• _Instructions_:
**1)** Reproduce the passage of the text about Dr. Esther Schupak from "I meet Dr. Esther" to "rabbi—entirely in Yiddish.".
**2)** According to the text about Dr. Esther Schupak, where does her family reside?
**3)** Summarize the text about Dr. Esther Schupak in two sentences.

• _Text excerpt_:

------------------------------------------------

When they turned thirteen, Sam finally got the help they wanted: a writing tutor, Dr. Esther Schupak.

I meet Dr. Esther Schupak in her office at Bar-Ilan. Dr. Schupak and her family are Haredi. She wears a wig, customary for married women in many ultra-Orthodox communities. She is American by birth, the mother of five children, and her husband learns Torah and Talmud full-time time in a yeshiva. The family resides in the city of Ramat Beit Shemesh, in a Haredi-majority area. Schupak’s husband was born in Lithuania, and the two of them prefer English when they’re alone, but their children’s primary language is Hebrew. The father has taught them some of his own native Russian, and their oldest child studies with a rabbi—entirely in Yiddish.

------------------------------------------------

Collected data
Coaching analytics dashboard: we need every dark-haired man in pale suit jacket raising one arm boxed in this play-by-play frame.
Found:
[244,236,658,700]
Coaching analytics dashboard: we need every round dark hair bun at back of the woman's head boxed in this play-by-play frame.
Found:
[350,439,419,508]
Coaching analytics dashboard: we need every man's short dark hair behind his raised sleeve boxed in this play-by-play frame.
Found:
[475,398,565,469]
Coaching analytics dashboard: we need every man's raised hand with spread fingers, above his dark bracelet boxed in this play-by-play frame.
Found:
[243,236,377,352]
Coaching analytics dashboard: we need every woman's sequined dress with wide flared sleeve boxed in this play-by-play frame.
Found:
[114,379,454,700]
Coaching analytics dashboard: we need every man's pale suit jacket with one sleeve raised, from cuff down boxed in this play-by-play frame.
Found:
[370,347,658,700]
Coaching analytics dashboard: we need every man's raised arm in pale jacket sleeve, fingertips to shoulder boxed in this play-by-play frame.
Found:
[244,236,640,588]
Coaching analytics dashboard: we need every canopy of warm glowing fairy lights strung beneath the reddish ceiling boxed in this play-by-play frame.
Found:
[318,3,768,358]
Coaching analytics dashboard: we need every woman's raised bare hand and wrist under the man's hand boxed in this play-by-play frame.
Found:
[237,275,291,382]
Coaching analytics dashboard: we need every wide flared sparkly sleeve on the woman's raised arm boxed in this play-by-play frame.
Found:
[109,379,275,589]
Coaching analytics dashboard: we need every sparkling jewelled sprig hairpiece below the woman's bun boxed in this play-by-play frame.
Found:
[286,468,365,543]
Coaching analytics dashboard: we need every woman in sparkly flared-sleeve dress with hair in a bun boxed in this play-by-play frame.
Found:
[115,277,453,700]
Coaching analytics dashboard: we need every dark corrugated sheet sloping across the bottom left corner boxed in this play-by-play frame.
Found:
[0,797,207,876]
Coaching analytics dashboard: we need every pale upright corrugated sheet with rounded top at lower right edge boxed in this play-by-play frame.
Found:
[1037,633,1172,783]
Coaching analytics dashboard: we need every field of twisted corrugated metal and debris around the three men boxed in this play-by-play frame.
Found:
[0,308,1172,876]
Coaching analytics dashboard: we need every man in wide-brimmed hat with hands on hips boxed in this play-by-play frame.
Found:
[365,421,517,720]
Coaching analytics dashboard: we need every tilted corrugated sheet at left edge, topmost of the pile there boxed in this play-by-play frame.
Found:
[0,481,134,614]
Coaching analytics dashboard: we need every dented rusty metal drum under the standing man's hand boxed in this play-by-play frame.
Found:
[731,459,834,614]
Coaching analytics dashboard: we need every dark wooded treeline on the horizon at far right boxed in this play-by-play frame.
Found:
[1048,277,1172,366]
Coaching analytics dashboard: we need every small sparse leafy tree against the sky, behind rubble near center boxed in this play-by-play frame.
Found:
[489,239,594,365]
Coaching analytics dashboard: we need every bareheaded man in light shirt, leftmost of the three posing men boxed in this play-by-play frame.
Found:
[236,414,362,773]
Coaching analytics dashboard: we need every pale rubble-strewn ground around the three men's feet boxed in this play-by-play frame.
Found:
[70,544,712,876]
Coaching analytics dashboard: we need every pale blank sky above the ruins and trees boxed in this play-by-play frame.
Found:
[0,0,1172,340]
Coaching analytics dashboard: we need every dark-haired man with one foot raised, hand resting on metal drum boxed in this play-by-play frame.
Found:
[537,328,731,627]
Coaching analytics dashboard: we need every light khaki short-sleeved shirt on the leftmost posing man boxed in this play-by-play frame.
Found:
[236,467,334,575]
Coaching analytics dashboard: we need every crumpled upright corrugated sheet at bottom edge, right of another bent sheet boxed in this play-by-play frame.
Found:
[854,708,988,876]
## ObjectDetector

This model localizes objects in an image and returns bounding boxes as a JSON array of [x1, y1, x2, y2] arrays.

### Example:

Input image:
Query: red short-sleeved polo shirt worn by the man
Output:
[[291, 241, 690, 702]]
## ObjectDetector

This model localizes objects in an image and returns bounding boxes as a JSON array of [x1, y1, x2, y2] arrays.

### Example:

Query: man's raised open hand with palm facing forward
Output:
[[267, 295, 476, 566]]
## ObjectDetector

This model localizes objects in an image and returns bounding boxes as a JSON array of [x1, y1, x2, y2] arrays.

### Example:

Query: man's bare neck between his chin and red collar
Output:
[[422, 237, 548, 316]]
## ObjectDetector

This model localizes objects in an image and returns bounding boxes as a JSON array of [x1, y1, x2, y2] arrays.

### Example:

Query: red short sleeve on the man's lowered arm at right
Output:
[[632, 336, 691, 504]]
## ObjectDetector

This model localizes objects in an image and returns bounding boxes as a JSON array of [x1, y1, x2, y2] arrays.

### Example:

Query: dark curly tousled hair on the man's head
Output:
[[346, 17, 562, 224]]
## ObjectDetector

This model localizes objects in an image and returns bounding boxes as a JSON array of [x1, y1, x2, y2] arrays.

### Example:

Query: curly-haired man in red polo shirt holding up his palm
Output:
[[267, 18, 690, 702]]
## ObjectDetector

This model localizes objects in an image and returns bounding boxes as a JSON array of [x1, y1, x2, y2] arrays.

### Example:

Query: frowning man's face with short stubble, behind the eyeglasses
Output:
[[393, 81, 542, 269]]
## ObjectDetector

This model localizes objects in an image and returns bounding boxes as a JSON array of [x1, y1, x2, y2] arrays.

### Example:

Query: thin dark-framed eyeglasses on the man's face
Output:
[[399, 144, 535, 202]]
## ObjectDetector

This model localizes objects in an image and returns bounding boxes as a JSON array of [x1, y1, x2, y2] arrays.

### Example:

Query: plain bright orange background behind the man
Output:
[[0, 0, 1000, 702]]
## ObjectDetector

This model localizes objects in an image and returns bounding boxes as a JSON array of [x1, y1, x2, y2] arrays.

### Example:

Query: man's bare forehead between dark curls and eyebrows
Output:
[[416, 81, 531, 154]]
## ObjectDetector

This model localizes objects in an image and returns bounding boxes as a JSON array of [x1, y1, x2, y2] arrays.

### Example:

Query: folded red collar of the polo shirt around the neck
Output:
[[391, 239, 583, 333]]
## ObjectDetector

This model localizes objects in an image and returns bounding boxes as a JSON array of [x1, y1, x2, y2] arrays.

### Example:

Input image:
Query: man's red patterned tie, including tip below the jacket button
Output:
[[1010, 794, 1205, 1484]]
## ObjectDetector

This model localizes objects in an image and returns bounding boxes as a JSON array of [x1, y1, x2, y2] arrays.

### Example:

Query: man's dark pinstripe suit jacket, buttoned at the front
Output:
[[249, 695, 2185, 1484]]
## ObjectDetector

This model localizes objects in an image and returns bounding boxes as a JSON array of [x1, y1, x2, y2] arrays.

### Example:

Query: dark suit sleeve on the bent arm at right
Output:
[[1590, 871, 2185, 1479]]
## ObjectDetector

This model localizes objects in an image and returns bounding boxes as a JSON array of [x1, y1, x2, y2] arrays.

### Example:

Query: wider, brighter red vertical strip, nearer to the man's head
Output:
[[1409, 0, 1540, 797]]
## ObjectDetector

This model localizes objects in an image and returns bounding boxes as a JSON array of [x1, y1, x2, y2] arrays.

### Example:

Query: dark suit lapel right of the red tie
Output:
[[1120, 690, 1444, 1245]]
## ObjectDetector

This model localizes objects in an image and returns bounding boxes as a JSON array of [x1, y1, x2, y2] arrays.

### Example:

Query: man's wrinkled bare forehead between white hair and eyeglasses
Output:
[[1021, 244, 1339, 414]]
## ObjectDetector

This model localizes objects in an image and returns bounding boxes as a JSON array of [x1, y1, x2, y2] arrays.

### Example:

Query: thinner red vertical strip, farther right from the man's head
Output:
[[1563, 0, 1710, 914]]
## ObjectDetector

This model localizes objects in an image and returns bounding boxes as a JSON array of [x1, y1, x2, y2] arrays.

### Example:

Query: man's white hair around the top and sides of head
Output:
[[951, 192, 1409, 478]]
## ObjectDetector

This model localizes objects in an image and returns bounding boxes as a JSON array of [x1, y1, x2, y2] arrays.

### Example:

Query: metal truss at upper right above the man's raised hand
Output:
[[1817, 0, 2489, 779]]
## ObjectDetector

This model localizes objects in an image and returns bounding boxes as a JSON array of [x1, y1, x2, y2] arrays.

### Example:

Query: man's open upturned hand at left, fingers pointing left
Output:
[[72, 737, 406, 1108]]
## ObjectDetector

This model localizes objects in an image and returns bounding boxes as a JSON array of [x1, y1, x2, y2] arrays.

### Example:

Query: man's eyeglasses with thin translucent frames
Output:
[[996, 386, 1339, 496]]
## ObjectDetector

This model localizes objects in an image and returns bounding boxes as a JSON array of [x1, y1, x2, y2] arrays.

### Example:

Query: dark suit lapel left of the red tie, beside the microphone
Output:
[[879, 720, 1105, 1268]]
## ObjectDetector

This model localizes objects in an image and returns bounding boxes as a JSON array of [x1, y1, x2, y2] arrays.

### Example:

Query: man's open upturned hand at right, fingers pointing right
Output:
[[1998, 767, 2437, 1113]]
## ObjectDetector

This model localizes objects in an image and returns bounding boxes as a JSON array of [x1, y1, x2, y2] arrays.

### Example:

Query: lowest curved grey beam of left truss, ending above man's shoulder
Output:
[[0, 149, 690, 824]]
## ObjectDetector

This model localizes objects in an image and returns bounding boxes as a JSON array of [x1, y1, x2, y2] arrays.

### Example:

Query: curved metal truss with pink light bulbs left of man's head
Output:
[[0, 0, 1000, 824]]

------------------------------------------------

• _Answers per task_:
**1)**
I meet Dr. Esther Schupak in her office at Bar-Ilan. Dr. Schupak and her family are Haredi. She wears a wig, customary for married women in many ultra-Orthodox communities. She is American by birth, the mother of five children, and her husband learns Torah and Talmud full-time time in a yeshiva. The family resides in the city of Ramat Beit Shemesh, in a Haredi-majority area. Schupak’s husband was born in Lithuania, and the two of them prefer English when they’re alone, but their children’s primary language is Hebrew. The father has taught them some of his own native Russian, and their oldest child studies with a rabbi—entirely in Yiddish.

**2)** In the city of Ramat Beit Shemesh, in a Haredi-majority area.

**3)** Dr. Esther Schupak, who became Sam's writing tutor when Sam turned thirteen, is an American-born Haredi mother of five whose husband studies Torah and Talmud full-time, and the family lives in a Haredi-majority area of Ramat Beit Shemesh. The parents prefer English when alone, while the children speak mainly Hebrew, have learned some Russian from their father, and the oldest studies with a rabbi entirely in Yiddish.